■ **AIM OF THE EXERCISE**
The records are to be copied exactly and in full.

[Collected data entries]

———

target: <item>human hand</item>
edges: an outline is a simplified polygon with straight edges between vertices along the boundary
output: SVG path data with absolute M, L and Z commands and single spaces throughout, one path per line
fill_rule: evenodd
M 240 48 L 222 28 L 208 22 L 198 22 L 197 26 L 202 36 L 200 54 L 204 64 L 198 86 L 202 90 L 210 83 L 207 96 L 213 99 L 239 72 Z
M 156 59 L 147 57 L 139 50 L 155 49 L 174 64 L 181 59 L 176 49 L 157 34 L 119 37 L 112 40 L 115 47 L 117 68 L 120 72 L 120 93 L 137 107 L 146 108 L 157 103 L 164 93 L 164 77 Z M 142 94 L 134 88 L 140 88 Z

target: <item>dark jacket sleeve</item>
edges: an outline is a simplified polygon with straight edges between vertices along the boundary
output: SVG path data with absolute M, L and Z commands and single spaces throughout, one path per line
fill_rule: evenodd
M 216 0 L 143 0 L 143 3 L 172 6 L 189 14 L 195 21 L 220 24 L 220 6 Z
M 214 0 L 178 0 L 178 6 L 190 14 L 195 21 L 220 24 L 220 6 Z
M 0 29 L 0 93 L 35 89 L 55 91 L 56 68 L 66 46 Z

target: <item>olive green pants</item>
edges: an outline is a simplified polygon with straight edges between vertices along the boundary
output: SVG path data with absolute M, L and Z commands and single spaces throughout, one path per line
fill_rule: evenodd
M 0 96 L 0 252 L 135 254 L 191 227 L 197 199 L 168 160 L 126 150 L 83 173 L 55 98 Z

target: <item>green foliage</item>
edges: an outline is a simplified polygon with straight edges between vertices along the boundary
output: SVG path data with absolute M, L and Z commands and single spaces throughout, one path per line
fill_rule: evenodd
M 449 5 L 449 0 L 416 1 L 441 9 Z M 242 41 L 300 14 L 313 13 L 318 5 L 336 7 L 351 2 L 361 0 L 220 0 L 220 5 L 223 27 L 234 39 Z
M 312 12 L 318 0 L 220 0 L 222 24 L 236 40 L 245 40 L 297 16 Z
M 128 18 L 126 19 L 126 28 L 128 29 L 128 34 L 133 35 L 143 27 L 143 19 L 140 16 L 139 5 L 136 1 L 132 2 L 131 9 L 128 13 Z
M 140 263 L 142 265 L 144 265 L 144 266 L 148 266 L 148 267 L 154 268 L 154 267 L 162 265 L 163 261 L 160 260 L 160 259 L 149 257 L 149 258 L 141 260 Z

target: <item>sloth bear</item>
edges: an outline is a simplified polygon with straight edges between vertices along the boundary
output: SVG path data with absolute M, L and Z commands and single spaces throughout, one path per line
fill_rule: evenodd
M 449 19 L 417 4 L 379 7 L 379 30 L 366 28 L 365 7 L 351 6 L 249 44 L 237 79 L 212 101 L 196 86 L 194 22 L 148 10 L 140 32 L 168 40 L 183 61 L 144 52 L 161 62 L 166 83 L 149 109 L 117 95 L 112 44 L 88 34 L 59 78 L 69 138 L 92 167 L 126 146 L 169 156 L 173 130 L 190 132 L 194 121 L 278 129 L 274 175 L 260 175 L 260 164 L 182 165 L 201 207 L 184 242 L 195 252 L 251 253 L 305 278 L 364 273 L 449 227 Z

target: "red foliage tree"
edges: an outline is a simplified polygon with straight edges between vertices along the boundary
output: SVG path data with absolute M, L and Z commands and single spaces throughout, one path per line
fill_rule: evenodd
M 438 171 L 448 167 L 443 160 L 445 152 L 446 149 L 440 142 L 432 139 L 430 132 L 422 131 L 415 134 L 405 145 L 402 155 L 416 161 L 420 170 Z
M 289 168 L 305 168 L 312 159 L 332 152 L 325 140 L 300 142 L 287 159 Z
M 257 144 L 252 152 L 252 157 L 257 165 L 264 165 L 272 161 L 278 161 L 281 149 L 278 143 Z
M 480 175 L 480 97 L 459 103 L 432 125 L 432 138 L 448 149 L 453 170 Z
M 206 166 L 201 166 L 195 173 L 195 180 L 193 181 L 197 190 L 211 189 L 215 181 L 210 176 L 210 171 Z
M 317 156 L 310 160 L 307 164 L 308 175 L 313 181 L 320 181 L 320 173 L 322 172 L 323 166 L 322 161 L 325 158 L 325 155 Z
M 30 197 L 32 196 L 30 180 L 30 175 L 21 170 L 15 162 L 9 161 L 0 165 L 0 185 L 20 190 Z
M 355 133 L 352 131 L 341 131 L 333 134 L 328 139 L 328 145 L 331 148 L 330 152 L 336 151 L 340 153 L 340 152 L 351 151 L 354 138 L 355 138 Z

———

■ **WRITTEN RESPONSE**
target: <item>human hand</item>
edges: an outline is a simplified polygon with straight edges between vertices along the boundary
output: SVG path data with absolute M, L and Z commands and single spaces throughout, one path per line
fill_rule: evenodd
M 240 48 L 222 28 L 208 22 L 198 22 L 197 26 L 202 36 L 200 54 L 204 64 L 198 86 L 202 90 L 210 83 L 207 96 L 213 99 L 239 72 Z
M 156 59 L 147 57 L 139 50 L 155 49 L 174 64 L 181 59 L 176 49 L 157 34 L 119 37 L 112 40 L 115 47 L 117 68 L 120 72 L 120 93 L 137 107 L 146 108 L 157 103 L 164 93 L 164 77 Z M 142 94 L 134 88 L 140 88 Z

target: <item>dark jacket sleeve</item>
edges: an outline is a simplified polygon with straight edges between vertices along the boundary
output: SVG path data with absolute M, L and Z commands and single spaces throughout, one path per line
fill_rule: evenodd
M 216 0 L 143 0 L 143 3 L 172 6 L 189 14 L 195 21 L 220 24 L 220 6 Z
M 214 0 L 178 0 L 178 6 L 190 14 L 195 21 L 220 24 L 220 6 Z
M 0 29 L 0 93 L 35 89 L 55 91 L 56 68 L 66 46 Z

target: <item>olive green pants</item>
edges: an outline is a simplified polygon with straight edges between vertices along the boundary
output: SVG path data with absolute M, L and Z commands and single spaces throughout, one path per line
fill_rule: evenodd
M 0 96 L 0 252 L 135 254 L 191 227 L 197 199 L 168 160 L 126 150 L 83 173 L 55 98 Z

target: <item>green foliage</item>
edges: an outline is a simplified polygon with straight edges between vertices along the boundary
output: SVG path data with absolute M, L and Z commands and single spaces throughout, one path per line
fill_rule: evenodd
M 449 5 L 449 0 L 416 1 L 441 9 Z M 242 41 L 300 14 L 313 13 L 318 5 L 336 7 L 351 2 L 361 0 L 220 0 L 220 5 L 223 27 L 234 39 Z
M 312 12 L 318 0 L 220 0 L 222 24 L 236 40 L 245 40 L 297 16 Z
M 128 18 L 126 19 L 126 28 L 128 29 L 128 34 L 133 35 L 143 27 L 143 19 L 140 16 L 139 5 L 136 1 L 132 2 L 131 9 L 128 13 Z
M 140 263 L 142 265 L 144 265 L 144 266 L 148 266 L 148 267 L 154 268 L 154 267 L 162 265 L 163 261 L 160 260 L 160 259 L 149 257 L 149 258 L 141 260 Z

target: <item>sloth bear</item>
edges: an outline is a simplified polygon with straight edges between vertices along the boundary
output: SVG path data with absolute M, L and Z commands and single spaces throughout, one path per line
fill_rule: evenodd
M 449 19 L 417 4 L 379 7 L 379 30 L 366 28 L 365 7 L 351 6 L 249 44 L 237 79 L 212 101 L 196 86 L 194 22 L 148 10 L 140 32 L 168 40 L 183 61 L 144 52 L 161 62 L 166 83 L 149 109 L 117 95 L 112 44 L 88 34 L 59 78 L 69 138 L 92 167 L 126 146 L 169 156 L 173 130 L 190 132 L 194 121 L 278 129 L 274 175 L 260 175 L 260 164 L 182 165 L 201 207 L 184 242 L 195 252 L 251 253 L 305 278 L 364 273 L 449 227 Z

target: "red foliage tree"
edges: an outline is a simplified polygon with straight edges between vertices along the boundary
output: SVG path data with absolute M, L and Z commands and single spaces throughout, one path per line
fill_rule: evenodd
M 438 171 L 448 167 L 443 160 L 445 152 L 446 149 L 440 142 L 432 139 L 430 132 L 422 131 L 415 134 L 405 145 L 402 155 L 416 161 L 420 170 Z
M 289 168 L 305 168 L 312 159 L 332 152 L 325 140 L 300 142 L 287 159 Z
M 257 144 L 252 152 L 252 157 L 257 165 L 264 165 L 272 161 L 278 161 L 281 149 L 278 143 Z
M 480 175 L 480 97 L 459 103 L 432 125 L 432 138 L 448 149 L 453 170 Z
M 206 166 L 201 166 L 195 173 L 195 180 L 193 181 L 197 190 L 211 189 L 215 181 L 210 176 L 210 171 Z
M 317 156 L 310 160 L 307 164 L 308 175 L 313 181 L 320 181 L 320 173 L 322 172 L 323 166 L 322 161 L 325 158 L 325 155 Z
M 30 197 L 32 196 L 30 180 L 30 175 L 21 170 L 15 162 L 9 161 L 0 165 L 0 185 L 20 190 Z
M 355 133 L 352 131 L 341 131 L 333 134 L 328 139 L 328 145 L 331 148 L 330 152 L 336 151 L 340 153 L 340 152 L 351 151 L 354 138 L 355 138 Z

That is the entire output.